## WORK TO DO
Pictures should be excluded; otherwise, copy every entry exactly.

(Dataset entries)
● ● ● ●
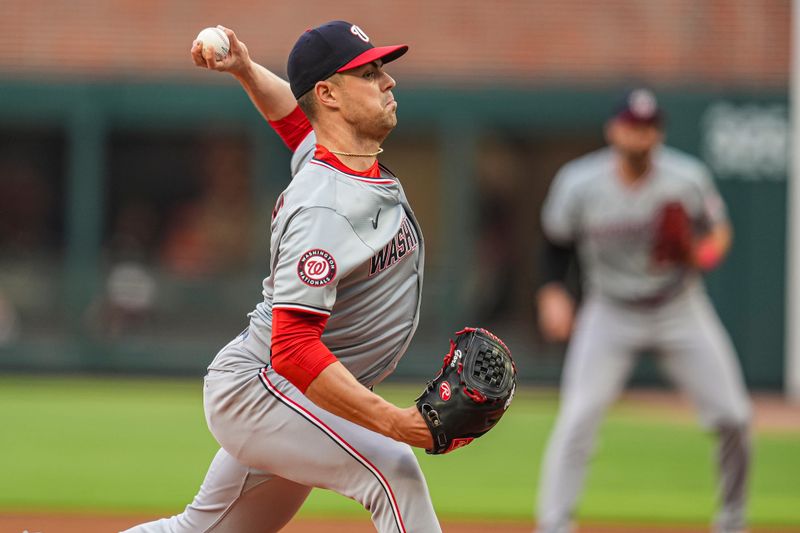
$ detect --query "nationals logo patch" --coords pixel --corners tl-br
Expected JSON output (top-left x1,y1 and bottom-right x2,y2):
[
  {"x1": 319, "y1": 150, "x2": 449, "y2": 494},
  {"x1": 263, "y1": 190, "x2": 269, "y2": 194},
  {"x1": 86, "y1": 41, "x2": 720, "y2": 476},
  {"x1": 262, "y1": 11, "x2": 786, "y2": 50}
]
[
  {"x1": 439, "y1": 381, "x2": 451, "y2": 401},
  {"x1": 297, "y1": 248, "x2": 336, "y2": 287}
]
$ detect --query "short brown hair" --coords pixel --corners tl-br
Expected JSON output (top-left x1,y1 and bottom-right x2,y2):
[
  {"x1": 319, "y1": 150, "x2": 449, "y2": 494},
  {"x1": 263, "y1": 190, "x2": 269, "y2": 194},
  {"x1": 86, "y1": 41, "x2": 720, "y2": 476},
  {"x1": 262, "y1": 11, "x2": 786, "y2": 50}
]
[{"x1": 297, "y1": 89, "x2": 317, "y2": 120}]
● ● ● ●
## TASK ANSWER
$ detect --query "nationals logo patch" --coords pixel --corners tl-br
Expected JSON output (top-left x1,y1 and bottom-right x2,y2):
[
  {"x1": 319, "y1": 150, "x2": 449, "y2": 494},
  {"x1": 263, "y1": 190, "x2": 269, "y2": 194},
  {"x1": 86, "y1": 41, "x2": 720, "y2": 476},
  {"x1": 262, "y1": 11, "x2": 786, "y2": 50}
]
[
  {"x1": 439, "y1": 381, "x2": 451, "y2": 401},
  {"x1": 297, "y1": 248, "x2": 336, "y2": 287}
]
$ detect --query "short brown hair" --coords pixel --corners tl-br
Expected JSON output (top-left x1,y1 and bottom-right x2,y2):
[
  {"x1": 319, "y1": 150, "x2": 449, "y2": 494},
  {"x1": 263, "y1": 190, "x2": 269, "y2": 194},
  {"x1": 86, "y1": 41, "x2": 720, "y2": 476},
  {"x1": 262, "y1": 11, "x2": 786, "y2": 50}
]
[{"x1": 297, "y1": 89, "x2": 317, "y2": 120}]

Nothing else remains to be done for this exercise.